◆ Exercises:
(a) In the article about ageing fish while teleworking, what tool do scientists use to cut small otoliths such as those of Kamchatka flounder?
(b) Continue the article about scientists ageing fish while teleworking, picking up right after its final sentence.

◆ Document section:
'''
Sometimes it’s a good thing to “take your work home with you.” A team of scientists at NOAA’s Alaska Fisheries Science Center is demonstrating that it is possible to accomplish a lot while teleworking. Their job is to study and estimate fish age, growth, and reproduction for a number of commercially important fish species from the Bering Sea, Gulf of Alaska and Aleutian Islands.
“One of our most important jobs at the Alaska Fisheries Science Center is estimating fish abundance and population trends (whether abundance is increasing or decreasing). A key piece of information used to generate that estimate is age data,” said Tom Helser, manager, Age and Growth Program. “Teleworking really hasn’t hindered staff productivity at all. They have aged nearly as many fish as they usually do in the laboratory, and they have found creative ways to do it.”
Some scientists have set up microscopes on their kitchen countertops and dining tables. Others are successfully using new mobile near-infrared technology to examine fish otoliths and ovaries. From this, they can estimate fish age and reproductive status.
Traditional Method of Ageing Fish
Otoliths are continually growing calcium carbonate structures. They are located in a fish’s inner ear and aid in hearing and balance. Fish otoliths form annual summer and winter bands, making them a useful tool to estimate fish age. They also absorb trace elements and isotopes of the surrounding water in which fish live, allowing scientists to learn about fish habitat preferences.
Scientists need a few key pieces of equipment to age an otolith. A microscope is essential. They also need tools to cut the otolith in half so they can examine the cross-section pattern. For small otoliths that are easy to cut through, like those found in Kamchatka flounder, they use a scalpel. For Pacific cod and pollock otoliths, which are bigger and thicker in size, they use a specialized saw. They also need a toaster oven. After sectioning, the otoliths are toasted so the growth zones become more prominent.
With the help of the microscope, scientists are able to see “growth zones,” deposited annually on the otolith. This tells them the age of the fish. The process is similar to determining the age of a tree. Scientists count tree rings to determine the tree’s life span; they count otolith growth zones to determine the age of a fish. In a normal year, the team ages more than 40,000 otoliths.
“Depending on the species I am looking at, I can usually age between 60-80 otoliths a day when I am at work. I’ve managed to achieve the same amount at home,” said Charles Hutchinson, age estimation analyst.
According to Delsa Anderl, who supervises this group of scientists, the team has successfully generated approximately 10,066 fish ages since starting telework in March.
“That is just slightly fewer than what we normally do in the laboratory for this time of year. The time needed to properly set up equipment at home reduced the time we had for age reading. One of our biggest challenges was distributing otoliths to the team.”
'''
◆ Information provided:
'''
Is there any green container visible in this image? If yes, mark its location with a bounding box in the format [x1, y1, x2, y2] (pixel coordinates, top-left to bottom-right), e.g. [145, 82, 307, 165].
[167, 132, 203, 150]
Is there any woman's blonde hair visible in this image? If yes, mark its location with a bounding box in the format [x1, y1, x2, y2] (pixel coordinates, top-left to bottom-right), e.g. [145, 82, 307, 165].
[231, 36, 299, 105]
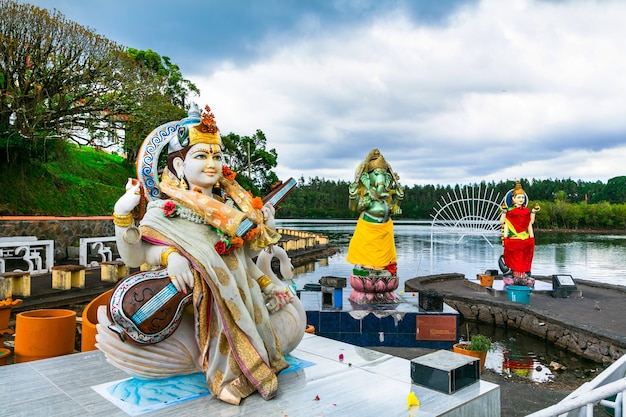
'''
◆ Answer list:
(a) A scalpel.

(b)
Safety and Efficiency in Conducting Age Research
Anderl has a simple but efficient system for both storing and safely transporting otoliths to all the analysts.
“What once was my daughter’s bedroom, then a makeshift pantry, now has become a storage room for boxes of otolith collections in my house. Dozens of otoliths boxes had to be temporarily moved from the laboratory. We did this to limit visits into NOAA campus buildings in Seattle and provide enough work for age readers while on mandatory telework.”
Initially 71 boxes containing the more than 10,000 otoliths were stacked up in the former bedroom. Over time, the number of boxes has dwindled to just a few.
Before distributing a box of otoliths, Anderl carefully wipes it down with alcohol. She then coordinates with staff to determine a meeting time and safe drop off point. Usually this is outside the front door of staff’s homes.
Innovative Approach to Validating Fish Age Estimates at Home
To validate the estimates and ensure that the age determination criteria have been applied consistently, two different analysts examine a subset of the otoliths. In the office, this is a rigorous, collaborative process.
However, when working remotely, the team had to find a way to collaborate without human contact. The analysts attach a cellphone to one of the dissecting microscope eyepieces. They then take a digital image of the dissected, baked otolith. Using Photoshop, they mark the growth zones on the image and then email the image to a colleague to validate their findings as Chris Gburski demonstrates in this short video.
Cameras on microscopes are important tools the Age and Growth program uses to document their work and the ageing criteria they use. Scientists are always developing new and better systems to accomplish their work. While teleworking they tested one of these new systems.
Because testing couldn't be done in person, IT and Data Manager, Jon Short and Anderl did the next best thing. They produced a short video for fellow analysts, so they would know how to set up and test the system.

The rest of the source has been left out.